:: CHALLENGE A ::
Could you return the stretch of the records from the line containing "Report one point per instance of the sepia" through the line containing "[(258, 654), (481, 657)]", unchanged?
:: CHALLENGE B ::
Could you take the forum reply on PMA torque further, picking up after its final sentence?

BobG said:

Is there a 'rule of thumb' for figuring out much torque it takes to put

out xx volts and yy amps from a PMA given the gauss of the magnet and

the N turns of the coils? Should spin free open circuit, and really

stall out short circuit, and be somewhere in the middle during

operation. I guess the 'max power' point is when the load drags the

volts down to half the open circuit value? I guess the current here

would be half the short circuit current too? I want to rig the pwm

controller to not load down the pma too much under low power/low

torque/ slow spinning conditions, like from a stirling or micro hydro.

In general volts (and current) is proportional to rpm... someone got

some formulas that are a little more specific?

First of all. the torque to produce a voltage xx is 0. Torque is not related

to voltage per se. Torque is related to current.

If you can find the voltage -easiest done by spinning it and measuring it.

[Coordinate labeling data]
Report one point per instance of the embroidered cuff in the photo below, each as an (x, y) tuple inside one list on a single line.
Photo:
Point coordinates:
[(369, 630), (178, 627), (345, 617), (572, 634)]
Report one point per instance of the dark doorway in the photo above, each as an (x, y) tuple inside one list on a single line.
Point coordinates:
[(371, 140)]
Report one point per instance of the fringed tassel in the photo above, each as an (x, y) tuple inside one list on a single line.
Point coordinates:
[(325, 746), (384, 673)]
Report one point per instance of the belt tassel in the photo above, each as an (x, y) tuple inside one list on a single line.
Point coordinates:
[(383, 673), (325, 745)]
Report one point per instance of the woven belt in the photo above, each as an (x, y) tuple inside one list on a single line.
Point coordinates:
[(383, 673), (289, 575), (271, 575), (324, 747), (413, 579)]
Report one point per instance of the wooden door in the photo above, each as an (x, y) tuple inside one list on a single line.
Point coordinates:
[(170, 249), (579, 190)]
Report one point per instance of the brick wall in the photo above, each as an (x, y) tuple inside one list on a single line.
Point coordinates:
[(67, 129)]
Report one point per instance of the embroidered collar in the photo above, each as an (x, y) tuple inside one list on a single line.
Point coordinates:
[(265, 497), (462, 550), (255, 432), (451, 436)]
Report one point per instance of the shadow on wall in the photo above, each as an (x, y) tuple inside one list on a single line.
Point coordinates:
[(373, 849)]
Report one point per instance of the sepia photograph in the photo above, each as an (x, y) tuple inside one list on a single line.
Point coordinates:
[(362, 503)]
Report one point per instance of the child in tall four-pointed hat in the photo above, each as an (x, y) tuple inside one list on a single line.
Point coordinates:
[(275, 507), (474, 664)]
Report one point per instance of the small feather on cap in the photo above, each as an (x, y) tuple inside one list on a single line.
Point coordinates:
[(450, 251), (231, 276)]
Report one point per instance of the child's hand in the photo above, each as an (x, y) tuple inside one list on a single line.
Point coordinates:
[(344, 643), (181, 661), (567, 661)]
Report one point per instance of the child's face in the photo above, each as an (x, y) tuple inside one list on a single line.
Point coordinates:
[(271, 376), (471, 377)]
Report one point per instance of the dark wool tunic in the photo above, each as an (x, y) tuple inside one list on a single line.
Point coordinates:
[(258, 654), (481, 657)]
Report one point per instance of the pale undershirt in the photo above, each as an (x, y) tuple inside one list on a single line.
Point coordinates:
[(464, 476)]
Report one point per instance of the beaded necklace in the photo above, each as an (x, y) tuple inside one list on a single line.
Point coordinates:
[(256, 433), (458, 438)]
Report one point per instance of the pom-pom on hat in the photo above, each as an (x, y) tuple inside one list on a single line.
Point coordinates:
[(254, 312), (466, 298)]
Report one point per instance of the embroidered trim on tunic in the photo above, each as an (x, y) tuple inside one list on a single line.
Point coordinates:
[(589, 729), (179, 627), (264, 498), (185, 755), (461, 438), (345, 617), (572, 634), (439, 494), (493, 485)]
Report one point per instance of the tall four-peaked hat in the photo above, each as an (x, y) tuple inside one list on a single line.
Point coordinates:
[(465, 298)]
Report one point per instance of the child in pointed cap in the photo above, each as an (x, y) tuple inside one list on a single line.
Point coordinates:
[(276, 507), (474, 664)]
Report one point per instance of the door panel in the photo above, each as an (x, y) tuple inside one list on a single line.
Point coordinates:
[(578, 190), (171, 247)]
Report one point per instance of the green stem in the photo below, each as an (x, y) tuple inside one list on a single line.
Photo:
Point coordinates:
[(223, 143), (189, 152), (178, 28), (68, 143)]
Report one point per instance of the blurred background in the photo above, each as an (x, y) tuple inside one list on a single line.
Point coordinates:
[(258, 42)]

:: FINAL ANSWER A ::
Report one point per instance of the sepia photograph in the photo above, each as an (x, y) tuple inside one list on a single line.
Point coordinates:
[(362, 503)]
Report one point per instance of the child in tall four-pointed hat in the photo above, each as an (x, y) tuple inside one list on a single line.
Point coordinates:
[(275, 507), (474, 664)]
Report one point per instance of the small feather on cap in the photo above, each as an (x, y) tuple inside one list on a single line.
Point coordinates:
[(450, 251), (231, 276)]
Report one point per instance of the child's hand in the photo above, each as an (x, y) tuple inside one list on a single line.
Point coordinates:
[(344, 643), (181, 661), (567, 661)]
Report one point per instance of the child's face in the photo above, each as an (x, y) tuple inside one list on a single line.
Point coordinates:
[(271, 376), (471, 377)]
Report one point per instance of the dark wool tunic in the photo above, each as an (x, y) tuple inside one list on a single line.
Point coordinates:
[(258, 654), (481, 657)]

:: FINAL ANSWER B ::
then you will get a relationship E=Kw where E is in volts and w is in

radians/ sec (2*Pi*60 rad/sec =1 rpm)

Then a rough guide is Torque =KI torque in Newton meters and I in amps.

same K as above.

The relationship between E and I depens on the load.

Finding the max power is another problem and it will not be at the half

voltage level. Do you really want to be operating there? the alternator

won't want to be operating there. It is a little different than what is

implied by the maximum power theorem which implies matching load impedance

to the alternator impedance., not the other way around (it also implies <50%

efficiency)